Recently, some therapies for a small number of patients, including Ibrance made by Pfizer, have passed the screening of the Pharmaceutical Benefits Committee of Health Insurance Review & Assessment Service (HIRA)건강보험심사평가원, getting a green light for insurance benefits. Not a few patients are watching these cases with envy, however. Among them are patients with multicentric Castleman's disease, a rare blood cancer, whose number in Korea has yet to be confirmed.

The disease features untypical lymphadenosis in all lymphatic glands of a body.

Because the prognosis of the multicentric Castleman's disease is the worst and the median survival rate for patients no alternative treatments remains only 5.5 months.

Because the diagnosis itself is difficult, the average diagnosis period is 27.5 months after the occurrence, and some people knew about their disease as late as 10 years after being hit by the disease. In the U.S., less than one person per population of 100,000 reportedly gets the disease.

Dataset content
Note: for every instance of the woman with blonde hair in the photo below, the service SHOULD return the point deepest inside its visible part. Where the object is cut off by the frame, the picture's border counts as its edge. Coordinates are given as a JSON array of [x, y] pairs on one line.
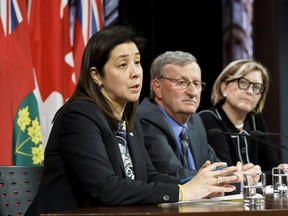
[[238, 98]]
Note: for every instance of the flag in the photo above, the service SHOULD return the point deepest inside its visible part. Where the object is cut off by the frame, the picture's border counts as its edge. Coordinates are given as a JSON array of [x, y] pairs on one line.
[[16, 83], [111, 12], [88, 20], [52, 57]]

Required actions
- a) List every length of time given in the passage on Castleman's disease.
- b) Write out the part of the passage on Castleman's disease starting at "Because the diagnosis" and ending at "gets the disease.".
Nothing in the listing is needed for this work.

List of answers
- a)
5.5 months
27.5 months
10 years

- b)
Because the diagnosis itself is difficult, the average diagnosis period is 27.5 months after the occurrence, and some people knew about their disease as late as 10 years after being hit by the disease. In the U.S., less than one person per population of 100,000 reportedly gets the disease.